数据抓取之反爬虫规则:使用代理和http头信息

之前说个数据抓取遇到的一个坎就是验证码,这次来说另外两个。我们知道web系统可以拿到客户请求信息,那么针对客户请求的频率,客户信息都会做限制。如果一个ip上的客户访问过于频繁,或者明显是用程序抓取,肯定是要禁止的。本文针对这两个问题说下解决方法。

其实针对上述两个问题,解决方法已经很成熟了,无非就是买代理和在http请求中加入头信息伪装为浏览器请求。本文说下具体操作

使用代理 首先购买代理,这个网上卖代理的很多,自己搜索,而且价格也不贵。 其次就是在程序中使用代理:

HttpClient httpclient = new DefaultHttpClient(); httpclient.getCredentialsProvider().setCredentials( new AuthScope("代理ip", "代理端口"), new UsernamePasswordCredentials("代理用户名","代理密码")); http请求加入头信息 同样在http请求中加入头信息也是很少代码搞定:

HttpGet httpget = new HttpGet(url); // 加入头信息 httpget.addHeader("Accept", "text/html"); httpget.addHeader("Accept-Charset", "utf-8"); httpget.addHeader("Accept-Encoding", "gzip"); httpget.addHeader("Accept-Language", "zh-CN,zh"); httpget.addHeader("User-Agent", "Mozilla/5.0 (X11; Linux x86_64) AppleWebKit/537.22 (KHTML, like Gecko) Chrome/25.0.1364.160 Safari/537.22");

HttpResponse response = httpclient.execute(httpget); post请求同样的方式:

HttpPost httppost = new HttpPost(url);
List formparams = param; UrlEncodedFormEntity uefEntity = new UrlEncodedFormEntity(formparams, reqEncoding); httppost.setEntity(uefEntity); // 加入头信息 httppost.addHeader("Accept", "text/html"); httppost.addHeader("Accept-Charset", "utf-8"); httppost.addHeader("Accept-Encoding", "gzip"); httppost.addHeader("Accept-Language", "en-US,en"); httppost.addHeader("User-Agent", "Mozilla/5.0 (X11; Linux x86_64) AppleWebKit/537.22 (KHTML, like Gecko) Chrome/25.0.1364.160 Safari/537.22");

HttpResponse response = httpclient.execute(httppost);

## 数据内容
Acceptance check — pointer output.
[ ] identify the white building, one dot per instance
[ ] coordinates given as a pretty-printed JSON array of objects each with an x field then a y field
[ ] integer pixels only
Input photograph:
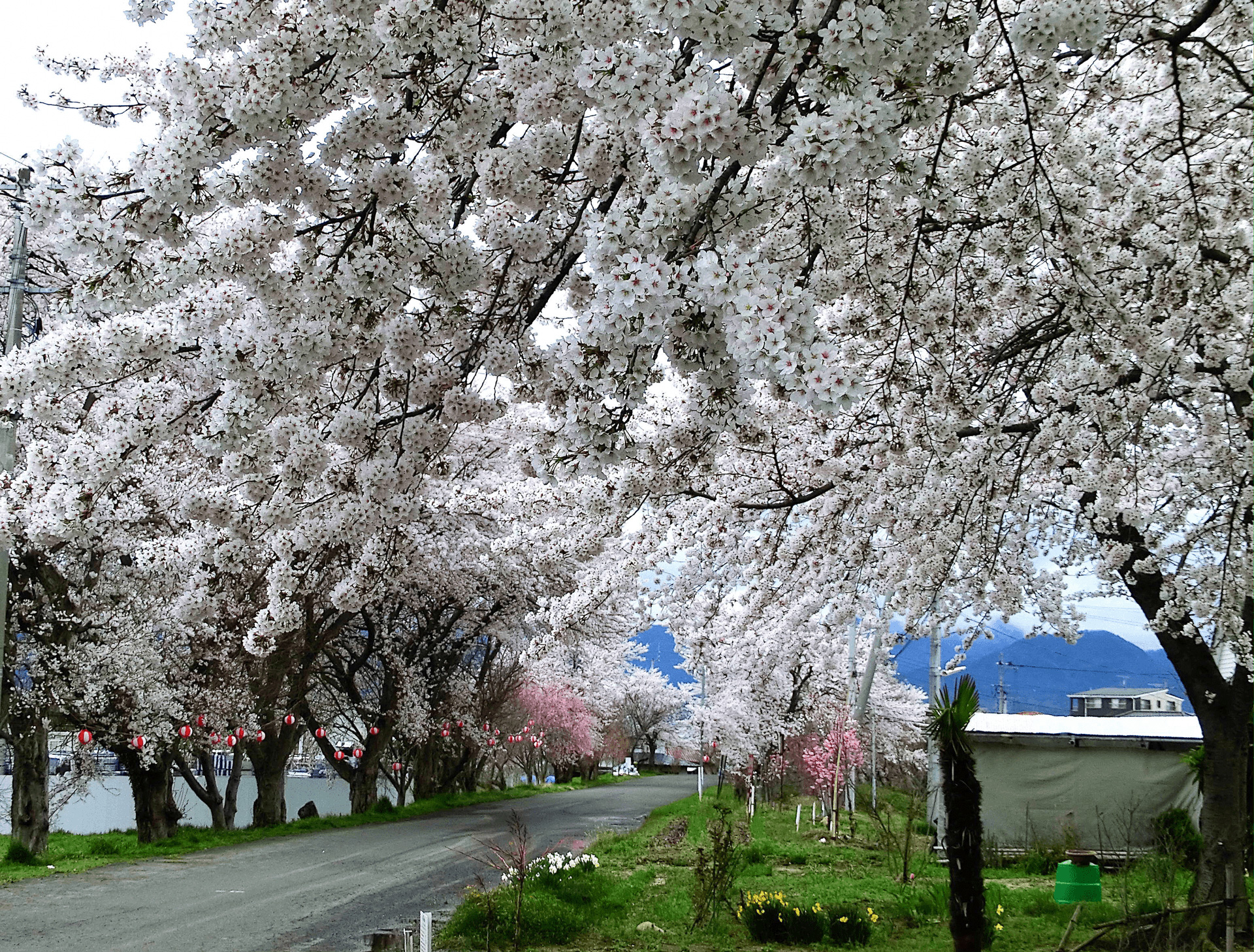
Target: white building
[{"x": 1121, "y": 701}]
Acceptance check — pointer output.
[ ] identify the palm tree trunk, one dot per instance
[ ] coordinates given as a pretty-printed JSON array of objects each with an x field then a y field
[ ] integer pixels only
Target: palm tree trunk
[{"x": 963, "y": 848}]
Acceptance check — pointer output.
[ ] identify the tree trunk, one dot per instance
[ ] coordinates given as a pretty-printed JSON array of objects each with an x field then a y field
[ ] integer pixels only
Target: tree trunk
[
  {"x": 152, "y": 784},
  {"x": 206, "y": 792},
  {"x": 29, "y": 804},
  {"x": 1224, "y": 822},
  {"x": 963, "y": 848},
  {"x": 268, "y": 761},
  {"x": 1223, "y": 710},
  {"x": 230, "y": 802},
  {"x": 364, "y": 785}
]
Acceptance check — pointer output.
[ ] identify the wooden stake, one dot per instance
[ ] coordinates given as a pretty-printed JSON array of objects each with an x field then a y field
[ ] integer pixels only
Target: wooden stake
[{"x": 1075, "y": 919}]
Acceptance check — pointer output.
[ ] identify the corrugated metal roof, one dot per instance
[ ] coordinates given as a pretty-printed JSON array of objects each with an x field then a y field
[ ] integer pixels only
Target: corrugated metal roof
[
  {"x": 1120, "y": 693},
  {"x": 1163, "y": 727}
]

## 任务目标
能把上面那篇讲反爬虫规则的文章从头到尾一字不差地照抄一遍吗？ 这些数据行在这里不起任何作用。

## 参考答案
数据抓取之反爬虫规则:使用代理和http头信息

之前说个数据抓取遇到的一个坎就是验证码,这次来说另外两个。我们知道web系统可以拿到客户请求信息,那么针对客户请求的频率,客户信息都会做限制。如果一个ip上的客户访问过于频繁,或者明显是用程序抓取,肯定是要禁止的。本文针对这两个问题说下解决方法。

其实针对上述两个问题,解决方法已经很成熟了,无非就是买代理和在http请求中加入头信息伪装为浏览器请求。本文说下具体操作

使用代理 首先购买代理,这个网上卖代理的很多,自己搜索,而且价格也不贵。 其次就是在程序中使用代理:

HttpClient httpclient = new DefaultHttpClient(); httpclient.getCredentialsProvider().setCredentials( new AuthScope("代理ip", "代理端口"), new UsernamePasswordCredentials("代理用户名","代理密码")); http请求加入头信息 同样在http请求中加入头信息也是很少代码搞定:

HttpGet httpget = new HttpGet(url); // 加入头信息 httpget.addHeader("Accept", "text/html"); httpget.addHeader("Accept-Charset", "utf-8"); httpget.addHeader("Accept-Encoding", "gzip"); httpget.addHeader("Accept-Language", "zh-CN,zh"); httpget.addHeader("User-Agent", "Mozilla/5.0 (X11; Linux x86_64) AppleWebKit/537.22 (KHTML, like Gecko) Chrome/25.0.1364.160 Safari/537.22");

HttpResponse response = httpclient.execute(httpget); post请求同样的方式:

HttpPost httppost = new HttpPost(url);
List formparams = param; UrlEncodedFormEntity uefEntity = new UrlEncodedFormEntity(formparams, reqEncoding); httppost.setEntity(uefEntity); // 加入头信息 httppost.addHeader("Accept", "text/html"); httppost.addHeader("Accept-Charset", "utf-8"); httppost.addHeader("Accept-Encoding", "gzip"); httppost.addHeader("Accept-Language", "en-US,en"); httppost.addHeader("User-Agent", "Mozilla/5.0 (X11; Linux x86_64) AppleWebKit/537.22 (KHTML, like Gecko) Chrome/25.0.1364.160 Safari/537.22");

HttpResponse response = httpclient.execute(httppost);